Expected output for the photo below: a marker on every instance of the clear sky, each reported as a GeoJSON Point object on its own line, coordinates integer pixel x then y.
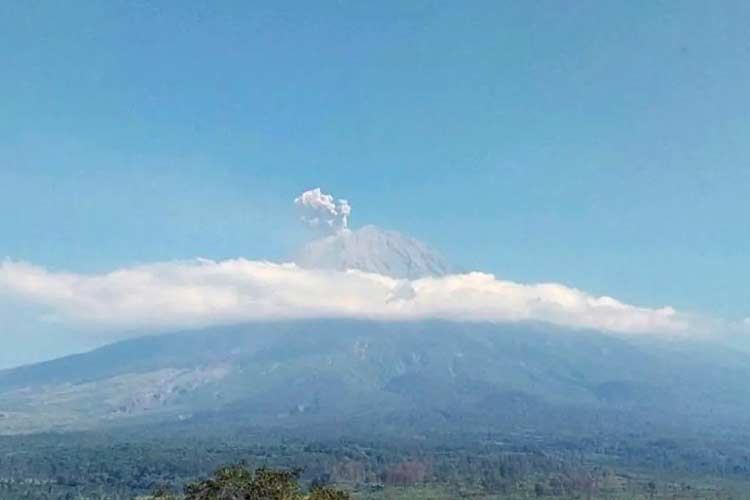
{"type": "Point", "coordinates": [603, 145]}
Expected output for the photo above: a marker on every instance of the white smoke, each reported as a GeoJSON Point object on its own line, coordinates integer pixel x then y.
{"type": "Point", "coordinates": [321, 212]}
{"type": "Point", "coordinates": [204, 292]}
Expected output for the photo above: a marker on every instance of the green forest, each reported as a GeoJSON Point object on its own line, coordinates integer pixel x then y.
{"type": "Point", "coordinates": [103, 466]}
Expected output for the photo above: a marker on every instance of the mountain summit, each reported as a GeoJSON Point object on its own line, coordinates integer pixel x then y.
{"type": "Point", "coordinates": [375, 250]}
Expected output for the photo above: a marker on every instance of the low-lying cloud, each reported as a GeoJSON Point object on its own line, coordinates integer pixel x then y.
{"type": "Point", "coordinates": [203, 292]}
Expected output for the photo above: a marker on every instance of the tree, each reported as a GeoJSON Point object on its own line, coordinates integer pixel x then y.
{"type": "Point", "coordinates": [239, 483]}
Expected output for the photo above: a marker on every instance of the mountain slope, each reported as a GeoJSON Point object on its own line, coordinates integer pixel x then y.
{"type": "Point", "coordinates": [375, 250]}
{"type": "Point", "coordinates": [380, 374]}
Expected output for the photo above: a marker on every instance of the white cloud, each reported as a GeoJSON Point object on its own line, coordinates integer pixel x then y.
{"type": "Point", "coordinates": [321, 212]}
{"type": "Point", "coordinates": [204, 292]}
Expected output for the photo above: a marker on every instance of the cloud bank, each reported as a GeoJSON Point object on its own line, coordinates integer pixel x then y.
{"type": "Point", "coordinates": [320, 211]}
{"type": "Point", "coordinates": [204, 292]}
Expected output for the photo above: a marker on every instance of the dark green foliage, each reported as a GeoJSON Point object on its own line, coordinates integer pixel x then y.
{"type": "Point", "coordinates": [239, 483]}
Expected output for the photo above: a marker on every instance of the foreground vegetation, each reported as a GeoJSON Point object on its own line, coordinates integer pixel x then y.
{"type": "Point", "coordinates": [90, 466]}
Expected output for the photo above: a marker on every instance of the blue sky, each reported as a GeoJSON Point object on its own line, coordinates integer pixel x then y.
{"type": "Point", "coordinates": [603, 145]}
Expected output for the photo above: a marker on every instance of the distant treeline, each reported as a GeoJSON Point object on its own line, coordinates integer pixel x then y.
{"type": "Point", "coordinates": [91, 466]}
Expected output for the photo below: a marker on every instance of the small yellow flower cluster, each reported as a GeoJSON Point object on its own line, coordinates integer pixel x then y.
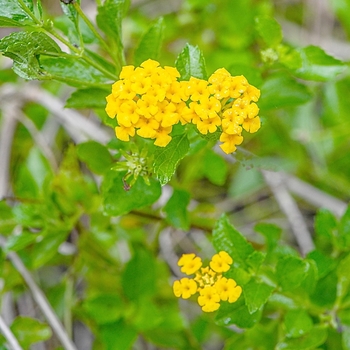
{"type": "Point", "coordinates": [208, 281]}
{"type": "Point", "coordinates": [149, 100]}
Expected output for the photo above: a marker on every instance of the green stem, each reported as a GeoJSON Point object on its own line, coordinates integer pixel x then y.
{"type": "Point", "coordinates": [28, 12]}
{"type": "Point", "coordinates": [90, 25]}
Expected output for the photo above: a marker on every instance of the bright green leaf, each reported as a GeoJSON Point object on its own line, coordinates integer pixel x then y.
....
## What you should do
Copy the items above word for word, starting at the line that contains "white cloud, each" and continuing through the last line of the items. Leave the pictures out of your copy.

## Worked solution
Expected output for the photo above: a marker on every instance of the white cloud, each reported as a GeoJSON Point object on its own line, coordinates integer pixel x then y.
{"type": "Point", "coordinates": [321, 212]}
{"type": "Point", "coordinates": [204, 292]}
Expected output for the photo above: a marker on every instance of the cloud bank, each reported as a GeoJSON Point object on its own line, coordinates integer pixel x then y.
{"type": "Point", "coordinates": [320, 211]}
{"type": "Point", "coordinates": [204, 292]}
Expected output for the photo above: a marker on every instance of the dark green foliage, each reported as a GeoJSON Point object on its own line, coordinates integer pixel x then y.
{"type": "Point", "coordinates": [239, 483]}
Expected output for the photo above: a marker on every instance of the foreground vegetation, each reported as a GeoJSON Point object on its own line, coordinates integer pixel x then y.
{"type": "Point", "coordinates": [90, 466]}
Expected output for the photo above: a marker on every instance of the blue sky, each reported as a GeoJSON Point object on its own line, coordinates integer pixel x then y.
{"type": "Point", "coordinates": [603, 145]}
Expected output for the photo above: a marker on every instance of the distant treeline, each reported as a GeoJSON Point object on its own line, coordinates integer pixel x then y.
{"type": "Point", "coordinates": [91, 466]}
Expected output for the photo below: a marker on every instance of the small yellow flower cluster, each reported as a GeoJSON Point object on its own line, coordinates integer pixel x then y.
{"type": "Point", "coordinates": [208, 281]}
{"type": "Point", "coordinates": [149, 100]}
Expected output for the photo above: a marker on every instance of the green stem, each reported as a GeoJSON Point object on its own line, coordinates integer pixel x then y.
{"type": "Point", "coordinates": [28, 12]}
{"type": "Point", "coordinates": [90, 25]}
Expected output for the photo above: a marker on every instance of the bright green leaf, each reported as a GeoJSON Point object on its own line, coordinates integer pixel x then y.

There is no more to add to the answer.